As red tide threatens the Gulf Coast economy, it’s also bringing political foes together. Look to a town hall event held in Sarasota by state Reps. Joe Gruters, a Republican, and Margaret Good, a Democrat.
“Environmental crises don’t know it’s election season,” said Good, “and you don’t stop being an elected representative just because you are campaigning.”
The two Sarasota lawmakers hosted their event at Suncoast Technical College and heard from about 150 constituents about specific needs in the wake of algal blooms.
“We have to shine a spotlight on this issue and how people are dealing with it,” Gruters said. “It’s a financial crisis. Our economy here is still largely based on tourism.”
Harmful algal blooms for weeks have caused no-swim orders and shut down beachfront restaurants along much of the coast, and also present a health risk as toxins release into the air.
Good says the Florida Legislature needs to help businesses and residents impacted short term by red tide, but also to solve long-term environmental problems. She’s championed using money more responsibly that should be earmarked for environmentally sensitive land acquisition.
“Land is a natural filter for our water supply,” she said. She also wants to stop fertilizer runoff that feeds algal blooms with nutrients.
Gruters said it’s important for industries contributing pollutants to bear some cost for fixing the problem, but noted many pollutants contribute to red tide. He says one of his top legislative priorities will be pushing limitations on the amount of new growth in Florida using septic tanks instead of hooking into sewer systems.
“My position is everybody who moves to Florida is to blame,” he says.
He wants solutions presented in Tallahassee to be led by scientific input, and he plans to fight for better funding for Mote Marine Laboratory to study the issue.
As for the bipartisan nature of the event, Gruters said having a Republican and Democrat working together helped diffuse potential blame game scenarios.
Of course, Gruters and Good aren’t just any rank Democrat and Republican.
Good surprised the national political world in February by winning a special election in a district won by Donald Trump in 2016. She’s facing re-election in November for a seat Republicans badly want back, and will likely face former Republican state Rep. Ray Pilon in November in District 72.

Dataset records:

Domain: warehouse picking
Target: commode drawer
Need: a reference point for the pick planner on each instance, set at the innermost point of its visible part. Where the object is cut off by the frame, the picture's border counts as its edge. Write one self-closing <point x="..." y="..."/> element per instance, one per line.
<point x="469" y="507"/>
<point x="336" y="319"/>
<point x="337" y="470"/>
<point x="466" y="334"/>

Exercise:
Repeat the passage from the red tide article starting with "He wants solutions" and going on through "study the issue.". The rows have no role here.

Output of the task:
He wants solutions presented in Tallahassee to be led by scientific input, and he plans to fight for better funding for Mote Marine Laboratory to study the issue.